Enunciado – Converta em tabela Markdown tudo o que vai da linha que contém "point_to SHOULD place" até a linha que contém "x=892 y=217", ambas incluídas. Use as colunas Nº (número sequencial) e Texto (a linha), omitindo as linhas em branco.

Entradas fornecidas –
▬▬▬
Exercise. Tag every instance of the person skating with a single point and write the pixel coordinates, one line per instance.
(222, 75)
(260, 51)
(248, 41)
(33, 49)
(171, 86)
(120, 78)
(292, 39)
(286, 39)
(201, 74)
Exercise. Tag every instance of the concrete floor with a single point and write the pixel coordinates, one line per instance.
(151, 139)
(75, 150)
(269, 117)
▬▬▬
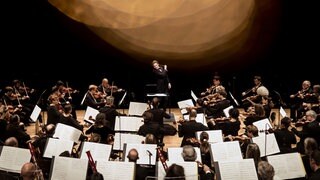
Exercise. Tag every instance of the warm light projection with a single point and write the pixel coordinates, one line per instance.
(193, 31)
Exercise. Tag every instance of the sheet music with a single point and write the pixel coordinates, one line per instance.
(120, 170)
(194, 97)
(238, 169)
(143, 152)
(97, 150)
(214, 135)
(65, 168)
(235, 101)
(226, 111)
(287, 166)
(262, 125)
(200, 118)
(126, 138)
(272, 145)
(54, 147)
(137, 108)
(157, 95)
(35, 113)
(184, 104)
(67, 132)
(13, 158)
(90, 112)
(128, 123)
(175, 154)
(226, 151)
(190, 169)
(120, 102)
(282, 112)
▬▬▬
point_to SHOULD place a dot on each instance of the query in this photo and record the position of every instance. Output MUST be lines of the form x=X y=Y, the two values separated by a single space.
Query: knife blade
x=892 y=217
▬▬▬
Resposta redigida –
| Nº | Texto |
|---|---|
| 1 | point_to SHOULD place a dot on each instance of the query in this photo and record the position of every instance. Output MUST be lines of the form x=X y=Y, the two values separated by a single space. |
| 2 | Query: knife blade |
| 3 | x=892 y=217 |